Input material ->

----

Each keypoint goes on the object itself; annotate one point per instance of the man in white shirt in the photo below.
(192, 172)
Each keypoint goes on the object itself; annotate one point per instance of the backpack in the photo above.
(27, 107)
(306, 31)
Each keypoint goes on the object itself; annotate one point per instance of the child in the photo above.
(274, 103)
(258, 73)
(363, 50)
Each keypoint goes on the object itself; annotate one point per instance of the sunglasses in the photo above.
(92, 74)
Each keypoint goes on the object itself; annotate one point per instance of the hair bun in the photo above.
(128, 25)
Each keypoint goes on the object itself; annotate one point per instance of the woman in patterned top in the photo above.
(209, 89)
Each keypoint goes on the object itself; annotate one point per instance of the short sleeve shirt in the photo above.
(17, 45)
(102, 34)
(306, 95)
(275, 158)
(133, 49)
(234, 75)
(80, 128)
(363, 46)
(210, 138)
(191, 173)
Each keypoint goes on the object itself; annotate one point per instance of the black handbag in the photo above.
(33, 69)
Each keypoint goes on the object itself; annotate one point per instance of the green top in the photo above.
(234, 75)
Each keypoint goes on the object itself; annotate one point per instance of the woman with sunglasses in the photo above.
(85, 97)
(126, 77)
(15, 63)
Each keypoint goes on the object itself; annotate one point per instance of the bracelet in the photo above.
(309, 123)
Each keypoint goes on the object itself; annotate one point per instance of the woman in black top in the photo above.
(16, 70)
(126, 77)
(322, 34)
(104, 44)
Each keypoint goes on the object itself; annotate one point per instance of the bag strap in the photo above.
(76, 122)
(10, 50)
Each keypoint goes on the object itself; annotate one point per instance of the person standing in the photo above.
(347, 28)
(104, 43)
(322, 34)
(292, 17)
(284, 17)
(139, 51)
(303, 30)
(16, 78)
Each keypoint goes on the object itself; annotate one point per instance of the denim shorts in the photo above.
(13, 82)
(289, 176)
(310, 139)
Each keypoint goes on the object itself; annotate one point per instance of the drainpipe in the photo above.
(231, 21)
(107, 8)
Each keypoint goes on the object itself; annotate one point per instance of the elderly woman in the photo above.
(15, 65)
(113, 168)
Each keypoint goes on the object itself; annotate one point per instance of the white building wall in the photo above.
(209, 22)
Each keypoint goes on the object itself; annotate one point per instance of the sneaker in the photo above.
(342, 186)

----

Reproduce verbatim every line from the one containing "woman in the photo above." through the final row, including both of those lines.

Each keypoint goes on the object itself; annotate one point per instance of the elderly woman in the photo above.
(15, 65)
(113, 168)
Each keypoint goes on the object itself; annotate one point per instance of the white building wall in the photo above.
(209, 22)
Each keypoint goes on the object itself; annotate one point per instance of the sneaker in the photo above.
(342, 186)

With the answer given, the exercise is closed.